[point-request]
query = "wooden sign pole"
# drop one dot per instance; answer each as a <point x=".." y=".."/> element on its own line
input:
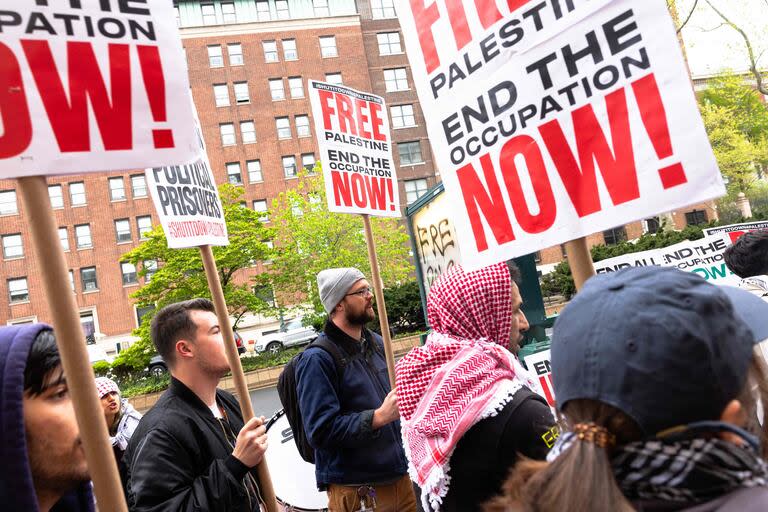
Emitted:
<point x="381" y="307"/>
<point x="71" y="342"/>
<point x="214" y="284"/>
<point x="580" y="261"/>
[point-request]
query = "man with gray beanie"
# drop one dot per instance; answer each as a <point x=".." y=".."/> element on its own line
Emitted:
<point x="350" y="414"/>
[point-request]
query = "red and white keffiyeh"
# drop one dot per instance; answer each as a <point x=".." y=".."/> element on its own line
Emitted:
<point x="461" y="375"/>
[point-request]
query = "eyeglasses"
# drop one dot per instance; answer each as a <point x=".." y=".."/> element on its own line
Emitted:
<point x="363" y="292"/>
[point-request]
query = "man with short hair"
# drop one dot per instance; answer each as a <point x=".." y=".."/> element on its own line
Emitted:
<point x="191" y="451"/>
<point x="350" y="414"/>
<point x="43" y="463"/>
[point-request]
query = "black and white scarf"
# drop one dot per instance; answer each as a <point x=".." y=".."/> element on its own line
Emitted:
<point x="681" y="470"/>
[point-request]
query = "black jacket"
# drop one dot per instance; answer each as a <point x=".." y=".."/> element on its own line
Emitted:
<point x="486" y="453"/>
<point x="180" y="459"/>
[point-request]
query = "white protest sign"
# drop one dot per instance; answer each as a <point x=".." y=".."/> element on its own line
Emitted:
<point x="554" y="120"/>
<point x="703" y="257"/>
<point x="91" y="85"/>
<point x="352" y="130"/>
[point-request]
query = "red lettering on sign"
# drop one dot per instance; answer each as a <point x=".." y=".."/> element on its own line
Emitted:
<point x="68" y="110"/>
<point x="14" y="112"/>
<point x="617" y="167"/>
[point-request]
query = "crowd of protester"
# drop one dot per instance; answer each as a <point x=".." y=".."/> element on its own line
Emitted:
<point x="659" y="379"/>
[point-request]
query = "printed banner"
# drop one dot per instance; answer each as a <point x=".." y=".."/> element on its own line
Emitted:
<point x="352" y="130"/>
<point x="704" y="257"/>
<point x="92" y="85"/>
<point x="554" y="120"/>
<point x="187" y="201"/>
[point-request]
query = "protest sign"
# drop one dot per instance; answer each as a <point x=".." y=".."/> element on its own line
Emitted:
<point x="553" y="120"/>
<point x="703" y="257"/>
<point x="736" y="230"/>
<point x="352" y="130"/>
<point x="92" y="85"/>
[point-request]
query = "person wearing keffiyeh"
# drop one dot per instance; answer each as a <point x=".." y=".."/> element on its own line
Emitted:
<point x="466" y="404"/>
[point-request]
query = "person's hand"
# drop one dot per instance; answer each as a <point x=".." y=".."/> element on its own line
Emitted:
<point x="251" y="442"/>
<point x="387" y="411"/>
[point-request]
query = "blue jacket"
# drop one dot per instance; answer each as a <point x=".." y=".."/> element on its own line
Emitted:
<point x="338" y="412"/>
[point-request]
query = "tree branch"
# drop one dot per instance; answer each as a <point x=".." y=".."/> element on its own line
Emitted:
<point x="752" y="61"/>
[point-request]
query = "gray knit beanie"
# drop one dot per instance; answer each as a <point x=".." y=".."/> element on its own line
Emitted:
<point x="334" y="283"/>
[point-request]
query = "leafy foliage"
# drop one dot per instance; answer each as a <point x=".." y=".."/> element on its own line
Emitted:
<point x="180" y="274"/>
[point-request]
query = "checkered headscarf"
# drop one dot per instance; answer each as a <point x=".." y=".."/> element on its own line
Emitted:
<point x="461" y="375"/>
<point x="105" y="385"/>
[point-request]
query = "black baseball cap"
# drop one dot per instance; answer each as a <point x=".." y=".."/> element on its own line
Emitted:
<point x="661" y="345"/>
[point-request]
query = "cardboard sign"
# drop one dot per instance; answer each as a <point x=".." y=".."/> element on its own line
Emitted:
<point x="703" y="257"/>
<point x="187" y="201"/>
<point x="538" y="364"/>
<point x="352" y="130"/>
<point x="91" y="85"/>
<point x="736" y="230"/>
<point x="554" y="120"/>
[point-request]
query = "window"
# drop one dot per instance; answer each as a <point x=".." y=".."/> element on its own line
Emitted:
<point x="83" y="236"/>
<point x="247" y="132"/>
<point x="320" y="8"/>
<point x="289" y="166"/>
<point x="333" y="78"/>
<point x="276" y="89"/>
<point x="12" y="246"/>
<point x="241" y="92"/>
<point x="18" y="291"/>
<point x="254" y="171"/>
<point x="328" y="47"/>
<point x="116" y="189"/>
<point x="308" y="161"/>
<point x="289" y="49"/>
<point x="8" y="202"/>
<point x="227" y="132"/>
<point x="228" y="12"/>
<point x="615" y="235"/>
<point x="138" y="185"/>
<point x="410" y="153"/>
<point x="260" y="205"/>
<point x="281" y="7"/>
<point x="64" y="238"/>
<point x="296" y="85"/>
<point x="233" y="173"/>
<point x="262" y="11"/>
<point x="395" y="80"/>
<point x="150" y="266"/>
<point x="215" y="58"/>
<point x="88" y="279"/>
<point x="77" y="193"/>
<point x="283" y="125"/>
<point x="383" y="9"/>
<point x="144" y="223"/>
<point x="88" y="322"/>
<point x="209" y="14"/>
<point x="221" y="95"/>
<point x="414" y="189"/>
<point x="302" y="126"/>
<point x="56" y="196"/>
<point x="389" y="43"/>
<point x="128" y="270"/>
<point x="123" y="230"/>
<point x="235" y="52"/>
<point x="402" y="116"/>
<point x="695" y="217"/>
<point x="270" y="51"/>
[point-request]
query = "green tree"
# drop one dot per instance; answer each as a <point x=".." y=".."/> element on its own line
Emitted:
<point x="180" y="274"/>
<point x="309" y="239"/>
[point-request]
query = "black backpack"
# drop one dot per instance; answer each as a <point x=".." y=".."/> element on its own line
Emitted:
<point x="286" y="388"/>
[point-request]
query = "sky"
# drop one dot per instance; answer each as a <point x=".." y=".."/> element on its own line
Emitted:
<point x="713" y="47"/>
──────
Output the whole listing exactly. Pictures stay out.

[point-request]
query = "wooden sign pole"
# drop one dot per instance; answer each as a <point x=".." y=".."/> element on its own line
input:
Emitted:
<point x="381" y="307"/>
<point x="71" y="342"/>
<point x="214" y="284"/>
<point x="580" y="261"/>
[point-request]
query = "man with gray beanie"
# drop one dot per instance; answer each as a <point x=".." y=".."/> element on its own line
Emitted:
<point x="350" y="414"/>
[point-request]
query = "red and white keffiyeh"
# drop one dot per instance; answer each as a <point x=".." y=".."/> element on its own line
Emitted:
<point x="461" y="375"/>
[point-request]
query = "eyeglasses"
# drop one dot per instance; answer each as a <point x=".." y=".."/> element on its own line
Emitted:
<point x="363" y="292"/>
[point-request]
query = "man with short hair"
# drop one dot per instance; answer each as a <point x=".." y=".."/> element on its own line
Emitted:
<point x="191" y="451"/>
<point x="350" y="414"/>
<point x="43" y="463"/>
[point-request]
query = "black and white scarf"
# drop one dot per instance; answer each as a <point x=".." y=".."/> element on its own line
Emitted:
<point x="681" y="470"/>
[point-request]
query = "black jacket"
# drop one dot per instance; answer each as a <point x=".." y=".."/> element on its own line
Emitted:
<point x="486" y="453"/>
<point x="180" y="459"/>
[point-request]
query = "white protest sign"
# drop one dot per instance; answer each as a <point x=".." y=".."/> element on its own line
Emitted:
<point x="554" y="120"/>
<point x="703" y="257"/>
<point x="91" y="85"/>
<point x="352" y="130"/>
[point-request]
query = "red lettering on sign"
# drop one dot per instance; answer each as a <point x=".." y=".."/> element on its own line
Emitted:
<point x="68" y="110"/>
<point x="14" y="112"/>
<point x="617" y="167"/>
[point-request]
query = "crowd of protester"
# drop one dot per instance; answer each as a <point x=".." y=".."/> element on its own line
Emitted:
<point x="659" y="379"/>
[point-request]
query = "printed banner"
# drop one dot per instance; answer each as a <point x=".." y=".."/> element on its own line
Emitted:
<point x="352" y="130"/>
<point x="704" y="257"/>
<point x="92" y="85"/>
<point x="554" y="120"/>
<point x="187" y="201"/>
[point-request]
query = "protest sign"
# drop one dot per instance; answer each as a <point x=".." y=".."/> element on its own line
Emitted:
<point x="553" y="120"/>
<point x="703" y="257"/>
<point x="736" y="230"/>
<point x="352" y="130"/>
<point x="92" y="85"/>
[point-request]
query = "person wearing keffiyeh"
# drop one dot per instance; answer each as a <point x=".." y=".."/> element on its own line
Emitted:
<point x="466" y="404"/>
[point-request]
query = "person's hand"
# drop one dot per instance; answer each as a <point x=".." y=".."/> element on its own line
Emitted:
<point x="251" y="442"/>
<point x="387" y="411"/>
[point-request]
query = "blue jacket"
# drop one dot per instance; answer each as a <point x=".." y=".."/> element on its own line
Emitted:
<point x="338" y="412"/>
[point-request]
query = "tree branch"
# drop one dot per instance; answer each as a <point x=".." y=".."/> element on its own line
Emitted:
<point x="752" y="61"/>
[point-request]
query = "gray knit beanie"
# drop one dot per instance; answer each as a <point x=".." y=".."/> element on its own line
Emitted:
<point x="334" y="283"/>
[point-request]
query = "leafy foliage"
# drop one dot per instance; answer each as a <point x=".." y=".."/> element on its own line
Emitted:
<point x="180" y="274"/>
[point-request]
query = "checkered headscarf"
# drop one dot per instance; answer each as a <point x=".." y=".."/> element on its own line
Emitted:
<point x="461" y="375"/>
<point x="105" y="385"/>
[point-request]
query = "black baseball cap"
# drop one dot per instance; answer each as a <point x=".." y=".."/> element on its own line
Emitted:
<point x="661" y="345"/>
[point-request]
query = "cardboard sign"
# drop one dot per instance; answer each as a <point x=".." y=".."/> element on its own line
Emitted:
<point x="703" y="257"/>
<point x="187" y="201"/>
<point x="538" y="364"/>
<point x="352" y="130"/>
<point x="91" y="85"/>
<point x="736" y="230"/>
<point x="554" y="120"/>
[point-request]
query = "window"
# drop one dot per instance; answer each as a <point x=".." y=".."/> element on its own line
Emitted:
<point x="83" y="236"/>
<point x="247" y="132"/>
<point x="320" y="8"/>
<point x="289" y="166"/>
<point x="333" y="78"/>
<point x="276" y="89"/>
<point x="12" y="246"/>
<point x="241" y="92"/>
<point x="18" y="291"/>
<point x="254" y="171"/>
<point x="328" y="47"/>
<point x="116" y="189"/>
<point x="308" y="161"/>
<point x="289" y="49"/>
<point x="8" y="202"/>
<point x="227" y="132"/>
<point x="228" y="12"/>
<point x="615" y="235"/>
<point x="138" y="185"/>
<point x="410" y="153"/>
<point x="260" y="205"/>
<point x="281" y="7"/>
<point x="64" y="238"/>
<point x="296" y="85"/>
<point x="233" y="173"/>
<point x="262" y="11"/>
<point x="395" y="80"/>
<point x="150" y="266"/>
<point x="215" y="58"/>
<point x="88" y="279"/>
<point x="77" y="193"/>
<point x="283" y="125"/>
<point x="383" y="9"/>
<point x="144" y="223"/>
<point x="88" y="322"/>
<point x="209" y="14"/>
<point x="221" y="95"/>
<point x="414" y="189"/>
<point x="302" y="126"/>
<point x="56" y="196"/>
<point x="389" y="43"/>
<point x="128" y="270"/>
<point x="123" y="230"/>
<point x="235" y="52"/>
<point x="402" y="116"/>
<point x="695" y="217"/>
<point x="270" y="51"/>
[point-request]
query = "green tree"
# drop one dot per instance; answer each as a <point x=".." y=".."/> element on its own line
Emitted:
<point x="180" y="274"/>
<point x="309" y="239"/>
[point-request]
query = "black backpack"
# drop one dot per instance; answer each as a <point x=".." y=".."/> element on its own line
Emitted:
<point x="286" y="388"/>
[point-request]
query = "sky"
# drop one dot per instance; answer each as a <point x=".." y=".."/> element on its own line
Emitted:
<point x="713" y="47"/>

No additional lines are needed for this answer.